Work request: Print out the records in full, keeping each word unchanged.
• • • • • • •
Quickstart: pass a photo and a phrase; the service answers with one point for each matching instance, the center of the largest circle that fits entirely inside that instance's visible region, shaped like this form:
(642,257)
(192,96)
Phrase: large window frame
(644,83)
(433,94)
• • • • • • •
Task output:
Quickstart: pass a photo and a phrase; the service answers with one point for each matching instance, the center of the largest circle that fits entirely inside that instance's visible region, shaped like this form:
(642,257)
(192,96)
Phrase: large window frame
(644,83)
(433,94)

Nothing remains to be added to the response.